**Written problem**. Render the listing below as a numbered list, omitting any blank lines. Leave the pictures out of your answer.

Listing excerpted from a collection
################

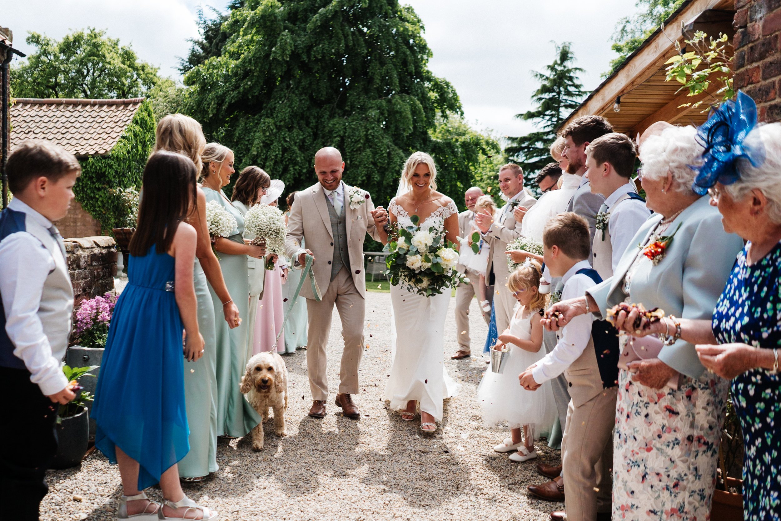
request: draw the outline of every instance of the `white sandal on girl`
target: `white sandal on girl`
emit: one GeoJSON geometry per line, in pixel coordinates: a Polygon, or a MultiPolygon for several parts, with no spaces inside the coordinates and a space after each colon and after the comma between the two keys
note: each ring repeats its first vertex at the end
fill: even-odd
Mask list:
{"type": "Polygon", "coordinates": [[[494,448],[494,450],[496,451],[497,452],[512,452],[522,444],[523,444],[522,441],[519,441],[518,443],[512,443],[512,437],[505,437],[504,441],[502,441],[498,445],[494,448]]]}
{"type": "Polygon", "coordinates": [[[510,461],[516,462],[518,463],[520,463],[521,462],[526,462],[530,459],[534,459],[535,458],[537,458],[537,451],[533,448],[530,451],[528,448],[522,446],[519,447],[517,451],[510,455],[510,461]]]}
{"type": "Polygon", "coordinates": [[[127,501],[134,501],[140,499],[149,499],[146,497],[146,494],[141,492],[141,494],[137,494],[134,496],[122,496],[119,498],[119,508],[116,511],[116,519],[117,521],[124,521],[125,519],[137,519],[137,521],[152,521],[152,519],[157,519],[158,512],[162,509],[159,504],[155,501],[149,501],[147,503],[146,508],[144,509],[144,512],[141,512],[137,514],[127,513],[127,501]],[[153,510],[149,512],[149,507],[153,507],[153,510]]]}
{"type": "MultiPolygon", "coordinates": [[[[203,517],[201,518],[203,521],[212,521],[212,519],[217,519],[217,512],[211,509],[207,509],[205,506],[201,506],[193,500],[190,499],[187,496],[184,496],[178,501],[172,501],[169,499],[163,499],[162,505],[167,506],[169,509],[179,509],[182,507],[187,507],[187,509],[184,511],[184,517],[166,517],[162,513],[162,509],[160,509],[160,519],[176,519],[177,521],[181,521],[182,519],[192,519],[192,517],[187,517],[190,513],[190,511],[194,511],[197,513],[198,510],[203,512],[203,517]]],[[[198,521],[201,521],[200,519],[198,521]]]]}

################

**Written solution**.
1. request: draw the outline of every instance of the `white sandal on girl`
2. target: `white sandal on girl`
3. emit: one GeoJSON geometry per line, in pixel coordinates: a Polygon, or a MultiPolygon for several parts, with no spaces inside the coordinates and a space after each colon and after the comma between the two keys
4. note: each ring repeats its first vertex at the end
5. fill: even-odd
6. Mask list:
7. {"type": "Polygon", "coordinates": [[[494,448],[494,450],[496,451],[497,452],[512,452],[522,444],[523,444],[522,441],[519,441],[518,443],[512,443],[512,437],[505,437],[504,441],[502,441],[498,445],[494,448]]]}
8. {"type": "Polygon", "coordinates": [[[510,461],[516,462],[518,463],[520,463],[521,462],[526,462],[530,459],[534,459],[535,458],[537,458],[537,451],[533,448],[530,451],[528,448],[522,446],[519,447],[517,451],[510,455],[510,461]]]}
9. {"type": "Polygon", "coordinates": [[[127,501],[134,501],[140,499],[149,499],[146,497],[146,494],[141,492],[141,494],[137,494],[134,496],[122,496],[119,498],[119,508],[116,511],[116,519],[117,521],[124,521],[125,519],[137,519],[137,521],[152,521],[152,519],[157,519],[158,512],[162,509],[159,504],[155,501],[149,501],[147,503],[146,508],[144,509],[144,512],[141,512],[137,514],[127,513],[127,501]],[[153,510],[149,512],[149,507],[153,507],[153,510]]]}
10. {"type": "MultiPolygon", "coordinates": [[[[203,517],[201,518],[203,521],[212,521],[212,519],[217,519],[217,512],[211,509],[207,509],[205,506],[201,506],[193,500],[190,499],[187,496],[184,496],[178,501],[172,501],[169,499],[163,499],[162,505],[167,506],[169,509],[179,509],[182,507],[187,507],[187,509],[184,511],[184,517],[166,517],[162,513],[162,509],[160,509],[160,519],[176,519],[177,521],[181,521],[182,519],[192,519],[192,517],[187,517],[190,513],[190,511],[194,511],[197,513],[198,510],[203,512],[203,517]]],[[[198,521],[201,521],[200,519],[198,521]]]]}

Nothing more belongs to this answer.